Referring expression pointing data

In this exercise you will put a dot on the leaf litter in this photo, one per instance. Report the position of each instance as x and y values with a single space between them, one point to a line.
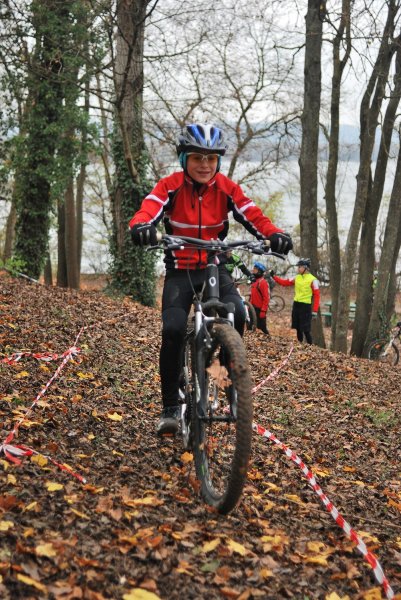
137 528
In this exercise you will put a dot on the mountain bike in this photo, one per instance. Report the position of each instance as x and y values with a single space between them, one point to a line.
250 313
216 409
386 350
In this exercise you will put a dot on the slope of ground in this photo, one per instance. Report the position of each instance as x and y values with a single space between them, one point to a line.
138 523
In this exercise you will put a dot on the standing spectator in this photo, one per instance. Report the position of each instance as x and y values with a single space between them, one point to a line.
306 299
260 296
233 261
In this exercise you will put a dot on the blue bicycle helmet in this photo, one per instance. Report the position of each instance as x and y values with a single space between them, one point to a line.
304 262
200 136
260 267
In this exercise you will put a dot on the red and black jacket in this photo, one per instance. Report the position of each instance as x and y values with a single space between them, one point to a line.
260 294
201 212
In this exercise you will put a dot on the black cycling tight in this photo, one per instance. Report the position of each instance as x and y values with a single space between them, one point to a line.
176 303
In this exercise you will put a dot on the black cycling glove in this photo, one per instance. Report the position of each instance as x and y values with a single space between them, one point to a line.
144 234
280 242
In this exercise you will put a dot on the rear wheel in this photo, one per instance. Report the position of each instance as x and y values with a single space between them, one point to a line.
384 351
252 319
222 418
276 303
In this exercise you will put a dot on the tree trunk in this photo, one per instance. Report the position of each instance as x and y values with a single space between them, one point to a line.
71 237
133 270
369 114
364 296
62 279
379 321
10 229
331 176
48 274
310 140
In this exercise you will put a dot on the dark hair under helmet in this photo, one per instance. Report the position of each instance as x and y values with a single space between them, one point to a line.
201 136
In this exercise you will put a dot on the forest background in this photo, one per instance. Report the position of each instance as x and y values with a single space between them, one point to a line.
94 92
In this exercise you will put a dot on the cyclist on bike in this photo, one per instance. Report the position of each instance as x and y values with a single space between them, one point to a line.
260 296
306 299
195 202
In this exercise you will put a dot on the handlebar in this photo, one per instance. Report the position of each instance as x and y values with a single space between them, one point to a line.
175 242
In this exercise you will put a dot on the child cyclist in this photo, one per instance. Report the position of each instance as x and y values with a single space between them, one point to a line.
195 202
306 299
260 296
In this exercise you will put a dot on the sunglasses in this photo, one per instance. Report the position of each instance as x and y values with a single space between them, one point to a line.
199 158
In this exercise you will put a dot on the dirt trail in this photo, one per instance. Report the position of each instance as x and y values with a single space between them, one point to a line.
138 521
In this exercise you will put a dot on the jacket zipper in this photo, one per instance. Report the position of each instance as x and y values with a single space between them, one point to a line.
200 198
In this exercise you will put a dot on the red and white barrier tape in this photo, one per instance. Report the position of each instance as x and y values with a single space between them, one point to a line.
13 452
10 450
275 372
46 356
341 522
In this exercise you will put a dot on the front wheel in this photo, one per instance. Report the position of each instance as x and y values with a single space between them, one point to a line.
222 417
276 303
384 351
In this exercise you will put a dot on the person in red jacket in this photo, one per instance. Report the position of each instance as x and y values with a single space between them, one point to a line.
306 299
260 296
195 202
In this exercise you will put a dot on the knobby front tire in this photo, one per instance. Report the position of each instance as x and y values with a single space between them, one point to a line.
252 319
222 419
383 351
276 303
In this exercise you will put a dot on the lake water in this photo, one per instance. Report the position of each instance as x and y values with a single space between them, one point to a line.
285 180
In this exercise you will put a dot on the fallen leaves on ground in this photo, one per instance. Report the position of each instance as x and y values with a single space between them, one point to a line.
137 529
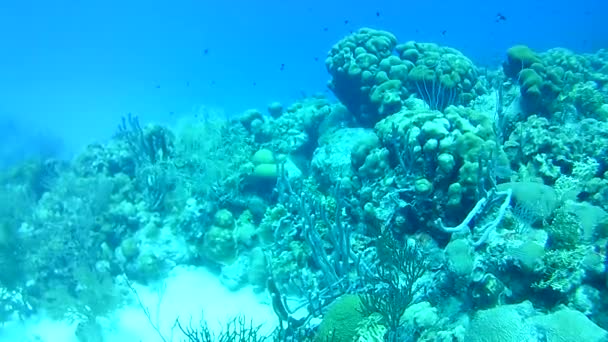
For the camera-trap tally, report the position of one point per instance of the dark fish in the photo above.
(500, 17)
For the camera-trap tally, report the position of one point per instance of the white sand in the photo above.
(189, 293)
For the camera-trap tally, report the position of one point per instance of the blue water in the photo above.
(72, 68)
(453, 191)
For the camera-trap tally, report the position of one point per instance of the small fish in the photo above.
(500, 17)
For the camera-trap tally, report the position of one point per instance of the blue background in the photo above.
(71, 69)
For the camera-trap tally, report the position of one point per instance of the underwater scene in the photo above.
(418, 194)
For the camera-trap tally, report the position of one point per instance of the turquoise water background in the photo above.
(70, 69)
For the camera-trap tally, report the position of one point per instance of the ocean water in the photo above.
(303, 171)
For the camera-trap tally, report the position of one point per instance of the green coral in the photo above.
(342, 319)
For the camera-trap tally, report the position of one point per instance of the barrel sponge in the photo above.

(Exercise directions): Please output every entry exactly as written, apart from the pictures.

(Written answer):
In this exercise you will put a dot on the leaf litter in this photo, one per instance. Report the position of each instance as x and y values with a single space between them, one point to a line.
137 528
In this exercise you will put a dot on the mountain bike in this photo, one per instance. Report the position of each instance as x and y values with a single space between them, one point to a line.
250 313
216 409
386 350
In this exercise you will put a dot on the slope of ground in this photo, one per instance. Report the position of each instance as x and y values with a single space between them, one point to a line.
138 523
In this exercise you will put a dot on the standing spectator in this photo, one per instance. Report the position of each instance as x and y values with a single space between them, one point to a line.
306 299
260 296
233 261
In this exercise you will put a dot on the blue bicycle helmet in this photo, one per instance. Report the position of each instance as x and y values with a single space between them, one point to a line.
304 262
200 136
260 267
In this exercise you will put a dot on the red and black jacket in this photo, one per instance. Report the position of each instance as x and y values with a single space between them, one point to a line.
260 294
201 212
In this exercise you will put a dot on the black cycling tight in this photo, one per instance. Report the position of each instance as x and y values with a single space between them, one point to a line.
176 303
In this exercise you will put a dot on the black cycling glove in this photo, one per instance. Report the position of each instance as x and y values with a single space between them, one point to a line.
144 234
280 242
In this exercise you will put a dot on the rear wheel in this photo, one per instance. Report the position of each instance as x and y values with a single space between them, one point to a line.
384 351
252 319
222 418
276 303
In this exercise you will put a dot on the tree trunk in this photo, one per instance. Report the position of each instance as x and y values with a single space between them, one point to a line.
71 237
133 270
369 114
364 296
62 279
379 321
10 229
331 176
48 274
310 140
In this exercise you will put a dot on the dark hair under helmet in this photo, one per instance. Report the position of each instance as x and y values with a single space between them, one point to a line.
201 136
In this exercise you will put a dot on the forest background in this photo, one per instance. Report the position of each instance as x and y values with a single space between them, one point to a line.
94 92
In this exercise you will put a dot on the cyclist on bike in this photo, one per instance. Report the position of each instance as x and y values with a single space between them, one point to a line.
260 296
306 299
195 202
In this exercise you will put a dot on the handlebar in this photo, one per instance. Report the position of each instance as x and y values with a single space between them, one point to a line.
175 242
In this exercise you will put a dot on the child cyclist in this photo, one per instance. Report the position of each instance as x and y values with a single space between them, one point to a line.
195 202
306 299
260 296
In this exercise you will put a dot on the sunglasses in this photo, one per instance. Report the position of each instance as x and y values with a single space between them, one point to a line.
199 158
In this exercise you will put a dot on the dirt trail in this photo, one per instance. Report the position of each instance as x and y values with a single space between them, one point to a line.
138 521
In this exercise you will put a dot on the jacket zipper in this photo, one per instance. Report the position of each instance as x and y values with a single space between them, one point to a line.
200 198
In this exercise you will put a dot on the red and white barrier tape in this photo, one per instance. Report the position of each instance as x and y values with a single space between them, one point to a line.
13 452
10 450
275 372
46 356
341 522
In this exercise you will put a dot on the front wheel in this photo, one per instance. Report the position of each instance as x and y values with a single space between them, one point to a line.
222 417
276 303
384 351
In this exercise you will put a dot on the person in red jacket in this photo, one per instance. Report the position of each instance as x and y values with a single space between them, one point to a line.
306 299
260 296
195 202
In this exercise you will put a dot on the knobby front tire in this photo, one per instance. Report the position of each instance as x and y values with a single space between them, one point to a line.
252 319
222 419
383 351
276 303
In this exercise you will put a dot on the lake water in this photo, one per instance. Report the position of each instance as x and y values with a single space between them, one point to a line.
285 180
In this exercise you will put a dot on the fallen leaves on ground in this photo, one per instance. Report the position of each instance as x and y values with a single space between them, one point to a line.
137 529
For the camera-trap tally, report the position of one point per instance of the dark fish in the photo above.
(500, 17)
For the camera-trap tally, report the position of one point per instance of the white sand in the photo above.
(189, 293)
For the camera-trap tally, report the position of one point per instance of the blue water in the photo above.
(72, 68)
(453, 191)
For the camera-trap tally, report the position of one point per instance of the small fish in the photo above.
(500, 17)
For the camera-trap tally, report the position of one point per instance of the blue background in the photo above.
(71, 69)
For the camera-trap tally, report the position of one point per instance of the underwater scene in the photo above.
(418, 194)
For the camera-trap tally, report the position of one point per instance of the turquoise water background in the photo above.
(70, 69)
For the camera-trap tally, report the position of one point per instance of the ocean water in the photo above.
(303, 171)
For the camera-trap tally, report the position of one point per instance of the green coral in the photo above.
(342, 319)
For the camera-trap tally, report the position of one point per instance of the barrel sponge in the photo above.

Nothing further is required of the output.